> Problem to work on: Print all entries precisely as they are written.

───── Entries provided

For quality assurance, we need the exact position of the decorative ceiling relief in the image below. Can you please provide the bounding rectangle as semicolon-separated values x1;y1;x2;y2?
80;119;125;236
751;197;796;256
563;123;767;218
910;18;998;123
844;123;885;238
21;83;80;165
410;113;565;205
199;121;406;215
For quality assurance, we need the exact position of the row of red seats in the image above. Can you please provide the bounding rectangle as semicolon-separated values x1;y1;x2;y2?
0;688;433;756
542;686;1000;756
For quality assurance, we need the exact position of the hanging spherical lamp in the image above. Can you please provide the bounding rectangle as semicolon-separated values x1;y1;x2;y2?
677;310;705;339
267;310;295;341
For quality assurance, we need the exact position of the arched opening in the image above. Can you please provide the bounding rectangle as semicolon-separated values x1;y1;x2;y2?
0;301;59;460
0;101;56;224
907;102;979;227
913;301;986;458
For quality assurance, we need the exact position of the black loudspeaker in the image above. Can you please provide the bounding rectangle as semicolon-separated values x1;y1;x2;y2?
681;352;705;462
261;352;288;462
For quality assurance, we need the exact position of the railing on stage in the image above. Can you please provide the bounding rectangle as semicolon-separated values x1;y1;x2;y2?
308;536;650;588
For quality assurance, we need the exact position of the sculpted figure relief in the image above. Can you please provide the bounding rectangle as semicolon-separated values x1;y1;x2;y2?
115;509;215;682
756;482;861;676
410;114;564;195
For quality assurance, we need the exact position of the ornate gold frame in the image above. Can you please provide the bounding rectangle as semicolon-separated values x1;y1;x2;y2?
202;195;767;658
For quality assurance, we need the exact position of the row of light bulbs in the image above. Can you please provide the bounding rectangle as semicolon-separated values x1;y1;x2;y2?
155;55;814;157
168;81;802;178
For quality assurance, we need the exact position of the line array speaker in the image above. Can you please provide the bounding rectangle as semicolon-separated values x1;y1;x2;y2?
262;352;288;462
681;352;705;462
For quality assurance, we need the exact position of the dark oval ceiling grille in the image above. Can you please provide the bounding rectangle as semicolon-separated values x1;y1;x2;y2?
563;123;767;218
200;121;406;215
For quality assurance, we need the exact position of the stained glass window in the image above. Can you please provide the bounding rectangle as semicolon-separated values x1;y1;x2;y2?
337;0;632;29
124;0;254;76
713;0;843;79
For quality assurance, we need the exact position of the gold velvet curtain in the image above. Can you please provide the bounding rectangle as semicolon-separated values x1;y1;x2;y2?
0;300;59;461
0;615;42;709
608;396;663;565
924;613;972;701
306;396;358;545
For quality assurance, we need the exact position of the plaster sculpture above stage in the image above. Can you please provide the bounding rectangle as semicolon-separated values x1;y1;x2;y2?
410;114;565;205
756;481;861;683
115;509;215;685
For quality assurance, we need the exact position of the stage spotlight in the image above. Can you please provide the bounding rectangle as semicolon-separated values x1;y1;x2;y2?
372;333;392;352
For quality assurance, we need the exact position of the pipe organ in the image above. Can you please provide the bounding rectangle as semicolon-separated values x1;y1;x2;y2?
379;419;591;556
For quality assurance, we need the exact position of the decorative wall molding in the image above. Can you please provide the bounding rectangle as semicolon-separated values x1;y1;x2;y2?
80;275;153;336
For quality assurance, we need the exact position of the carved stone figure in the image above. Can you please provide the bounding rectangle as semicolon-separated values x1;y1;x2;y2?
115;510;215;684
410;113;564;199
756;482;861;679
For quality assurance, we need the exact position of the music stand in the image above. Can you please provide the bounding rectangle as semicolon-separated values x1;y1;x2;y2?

──────────

> Answer for the task:
For quality assurance, we need the exact position of the decorative ceiling relief in the image below. Can you please provide the bounding rectangle as semicolon-separated values x1;y1;x2;y2?
80;119;125;236
751;197;796;256
563;123;767;218
910;18;998;123
844;123;885;238
21;83;80;165
410;113;565;205
199;121;406;215
For quality assurance, we need the exact position of the row of red seats in the image above. Can you please provide the bounding rectangle as semicolon-separated values x1;y1;x2;y2?
0;688;433;756
542;686;1000;756
For quality assurance, we need the exact position of the hanging spherical lamp in the image above. Can you please provide the bounding rectangle as semicolon-separated values x1;y1;x2;y2?
677;310;705;339
267;310;295;341
For quality assurance, we need the exact position of the arched opening in the image above. Can you please provide the bounding rectangle as semicolon-separated values x1;y1;x2;y2?
0;301;59;460
0;101;56;224
907;102;979;227
913;301;986;458
For quality assurance, we need the exact position of the black loudspeaker in the image above. Can you please provide the bounding rectangle as semicolon-separated values x1;y1;x2;y2?
681;352;705;462
261;352;288;462
For quality assurance, we need the exact position of the railing on stage in the image above. Can you please provide the bounding rectangle as semicolon-separated values x1;y1;x2;y2?
308;536;650;588
For quality assurance, we need the exact position of the sculpted figure relief in the image above. Can you please provide the bounding rectangle as semicolon-separated values x1;y1;x2;y2?
115;509;215;682
756;482;861;676
410;114;564;195
For quality assurance, we need the exact position of the ornate gold frame in the image above. Can you please provide the bounding rectangle as semicolon-separated values x1;y1;x2;y2?
202;195;767;658
For quality assurance, we need the exact position of the row of light bulbs in the image above. Can you please provide the bounding rectangle as semicolon-separated values x1;y1;x2;y2?
155;55;814;157
168;81;802;178
For quality assurance, we need the exact position of the line array speaker in the image above. Can you please provide the bounding rectangle as semicolon-separated values x1;y1;x2;y2?
262;352;288;462
681;352;705;462
For quality assurance, we need the exact position of the dark oval ceiling grille in the image above. Can you please provide the bounding rectangle as semicolon-separated values x1;y1;x2;y2?
563;123;767;218
200;121;406;215
For quality assurance, we need the exact position of the stained glass window in the image above. Can you please provide the bounding rectangle as semicolon-separated values x1;y1;x2;y2?
337;0;632;29
124;0;254;76
713;0;843;79
For quality assurance, we need the exact position of the gold velvet curtain in the image above. Can you please provide the bounding rectangle as semicolon-separated values x1;y1;x2;y2?
0;300;59;461
0;615;42;709
608;396;663;565
924;613;972;701
306;396;358;545
For quality assurance, we need the exact position of the plaster sculpture above stage in the image above. Can you please provide the bounding rectangle as semicolon-separated values x1;y1;x2;y2?
410;114;565;205
756;481;861;683
115;509;215;685
For quality assurance, we need the exact position of the stage spotlight in the image above. Can you please provide the bounding rectangle as semicolon-separated values x1;y1;x2;y2?
372;333;392;352
For quality assurance, we need the exact position of the pipe organ in the image above. Can you please provide the bounding rectangle as semicolon-separated values x1;y1;x2;y2?
379;419;591;556
For quality assurance, we need the exact position of the decorative wall molding in the image above. Can you please provide the bounding rectangle as semicolon-separated values x1;y1;x2;y2?
80;275;153;336
For quality assurance, we need the exact position of the carved stone figure in the image above. Can you please provide the bounding rectangle as semicolon-separated values x1;y1;x2;y2?
115;510;215;684
410;113;564;199
756;482;861;679
For quality assurance, we need the exact position of the music stand in the image above. Can you please provide the bounding rectangle as semicolon-separated values x1;y1;x2;y2?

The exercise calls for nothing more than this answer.